[Labeled area outline entries]
********

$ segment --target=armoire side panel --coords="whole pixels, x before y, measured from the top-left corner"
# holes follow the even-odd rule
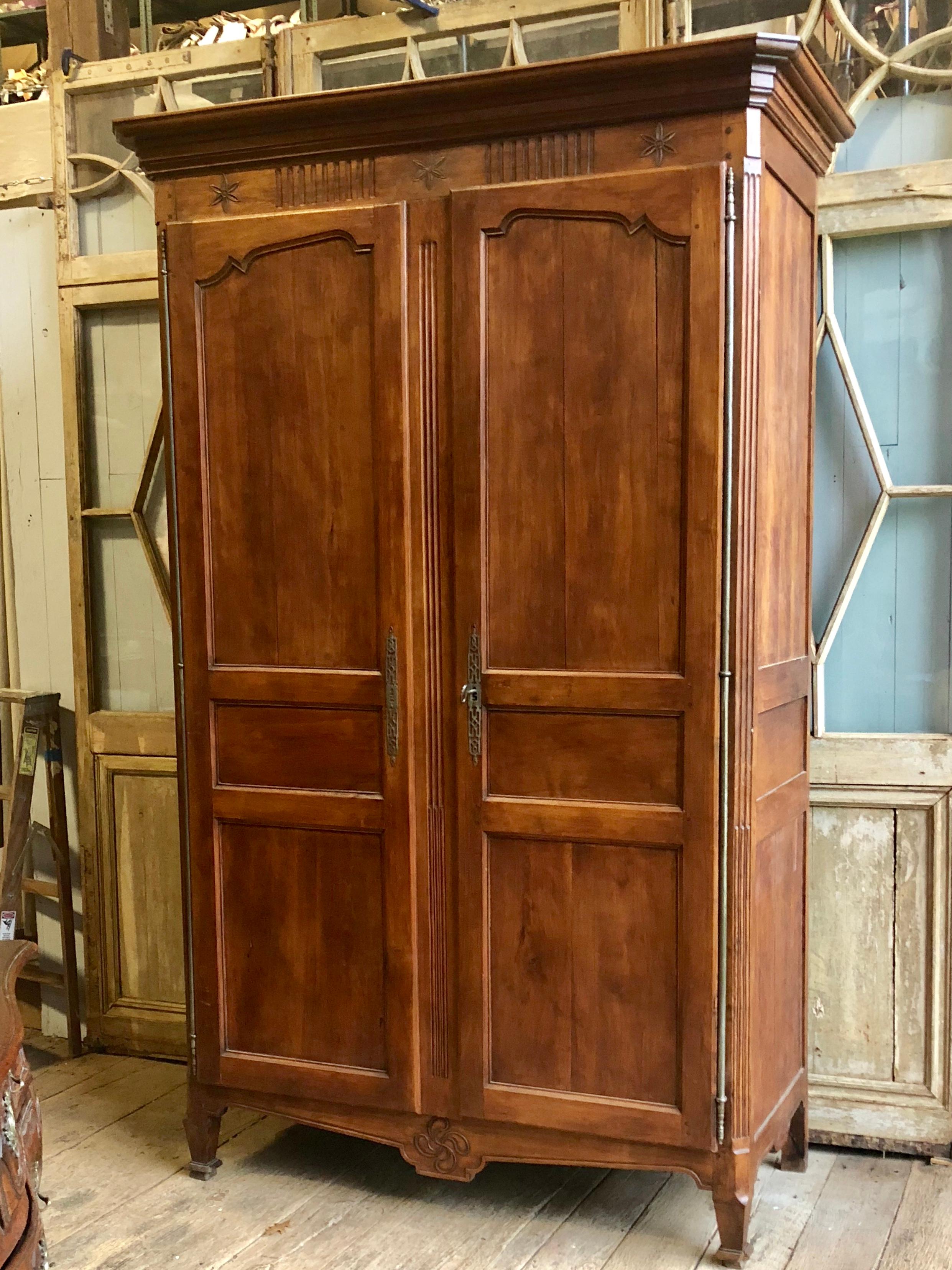
[[[754,583],[751,1116],[805,1067],[813,217],[765,165]]]

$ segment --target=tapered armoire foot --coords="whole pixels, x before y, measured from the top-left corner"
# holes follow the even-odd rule
[[[225,1106],[211,1101],[200,1090],[189,1088],[188,1110],[182,1124],[186,1126],[186,1138],[192,1156],[188,1171],[198,1181],[207,1182],[221,1165],[217,1158],[219,1133],[221,1118],[226,1110]]]
[[[714,1253],[714,1260],[722,1266],[742,1265],[750,1256],[747,1243],[750,1204],[732,1195],[730,1199],[714,1199],[714,1212],[721,1236],[721,1247]]]
[[[807,1109],[802,1102],[791,1120],[787,1142],[780,1152],[780,1168],[788,1173],[807,1171]]]

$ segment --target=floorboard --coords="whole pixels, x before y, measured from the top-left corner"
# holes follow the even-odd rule
[[[905,1190],[911,1161],[843,1152],[830,1170],[788,1270],[873,1270]]]
[[[951,1270],[952,1168],[916,1161],[878,1270]]]
[[[708,1270],[683,1175],[489,1165],[419,1177],[393,1148],[230,1111],[187,1172],[184,1068],[89,1054],[37,1073],[53,1270]],[[952,1168],[813,1149],[760,1172],[749,1270],[952,1270]]]

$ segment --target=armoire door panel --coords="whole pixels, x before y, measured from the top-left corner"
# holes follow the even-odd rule
[[[370,709],[220,705],[217,784],[380,794],[380,726]]]
[[[681,668],[688,250],[639,220],[484,232],[487,667]]]
[[[489,795],[681,804],[679,718],[489,710],[486,751]]]
[[[198,1071],[390,1107],[417,1062],[402,225],[169,232],[192,866],[217,879]]]
[[[711,1142],[722,187],[452,194],[466,1114]]]
[[[380,837],[222,824],[219,881],[226,1049],[385,1071]]]
[[[487,852],[492,1083],[677,1106],[677,851]]]
[[[216,663],[377,664],[375,265],[318,231],[200,282]]]

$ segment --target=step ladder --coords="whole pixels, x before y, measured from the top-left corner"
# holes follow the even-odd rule
[[[60,693],[0,688],[0,704],[3,702],[22,707],[23,719],[13,779],[10,785],[0,791],[3,799],[10,804],[3,867],[0,869],[0,940],[18,937],[18,927],[24,926],[22,918],[27,908],[33,914],[32,925],[36,927],[34,906],[24,904],[24,895],[41,895],[58,904],[62,973],[44,970],[36,963],[31,963],[20,970],[19,978],[65,989],[69,1053],[71,1058],[79,1058],[83,1053],[83,1036],[79,1022],[79,975],[72,913],[72,872],[66,829],[66,787],[62,776]],[[43,758],[46,762],[46,791],[50,805],[48,829],[31,819],[38,758]],[[41,841],[50,846],[55,881],[32,876],[32,848]],[[25,872],[28,865],[31,872]],[[28,932],[28,937],[36,942],[36,928]]]

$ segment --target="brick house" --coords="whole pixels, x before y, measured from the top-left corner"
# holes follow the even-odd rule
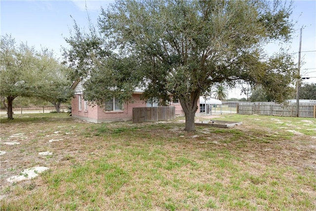
[[[132,103],[121,104],[115,98],[105,102],[103,106],[89,105],[82,96],[83,87],[81,82],[78,81],[71,86],[75,90],[75,96],[72,99],[72,116],[75,118],[95,123],[131,120],[132,109],[134,107],[158,106],[158,99],[144,101],[141,100],[143,91],[136,89],[133,94]],[[184,113],[178,99],[173,99],[170,105],[175,107],[176,115],[183,116]]]

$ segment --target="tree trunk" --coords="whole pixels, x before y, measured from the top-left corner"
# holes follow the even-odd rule
[[[190,132],[196,130],[195,116],[196,111],[185,114],[186,115],[186,127],[184,128],[185,131]]]
[[[12,105],[14,98],[15,98],[15,97],[12,97],[12,96],[9,96],[8,97],[6,97],[6,99],[7,99],[7,101],[8,101],[8,105],[7,105],[8,120],[13,119],[13,112],[12,111]]]
[[[198,111],[198,101],[199,98],[199,90],[192,92],[190,96],[179,96],[180,104],[186,116],[186,126],[184,130],[190,132],[196,130],[195,115]]]
[[[61,104],[61,103],[60,102],[51,102],[51,103],[53,105],[54,105],[54,106],[55,106],[55,109],[56,109],[56,112],[60,112],[60,104]]]

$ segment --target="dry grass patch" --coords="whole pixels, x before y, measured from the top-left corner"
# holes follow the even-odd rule
[[[243,125],[186,132],[179,119],[93,124],[64,114],[1,119],[1,142],[20,144],[0,145],[6,152],[0,156],[1,210],[316,209],[315,120],[221,118]],[[53,154],[39,155],[44,151]],[[49,170],[6,182],[35,166]]]

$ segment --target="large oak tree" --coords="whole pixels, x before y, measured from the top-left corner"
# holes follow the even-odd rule
[[[119,0],[102,10],[99,30],[90,27],[84,34],[75,25],[64,55],[74,76],[86,78],[87,100],[98,101],[109,90],[131,91],[141,82],[145,98],[165,100],[171,94],[179,98],[185,130],[194,130],[199,96],[212,85],[260,84],[274,100],[284,100],[295,76],[294,63],[283,52],[268,57],[263,48],[290,39],[291,6],[283,3]],[[116,67],[113,57],[118,60],[115,64],[128,60],[130,65]]]

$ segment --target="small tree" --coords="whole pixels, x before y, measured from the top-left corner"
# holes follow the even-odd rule
[[[225,100],[227,98],[227,89],[225,89],[222,85],[218,85],[212,92],[214,94],[215,98],[220,100]]]
[[[13,119],[12,103],[18,96],[42,97],[50,101],[52,98],[46,97],[53,96],[60,100],[53,85],[62,89],[64,87],[60,85],[65,84],[60,81],[59,73],[55,71],[57,69],[53,69],[56,64],[52,52],[47,49],[37,51],[24,43],[17,45],[10,35],[1,37],[0,94],[2,101],[7,103],[8,119]]]

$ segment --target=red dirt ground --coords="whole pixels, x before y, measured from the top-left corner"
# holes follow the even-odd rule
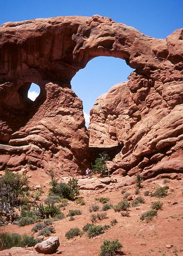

********

What you have to do:
Count the lines in the items above that contain the string "left". Give only the number.

In response:
11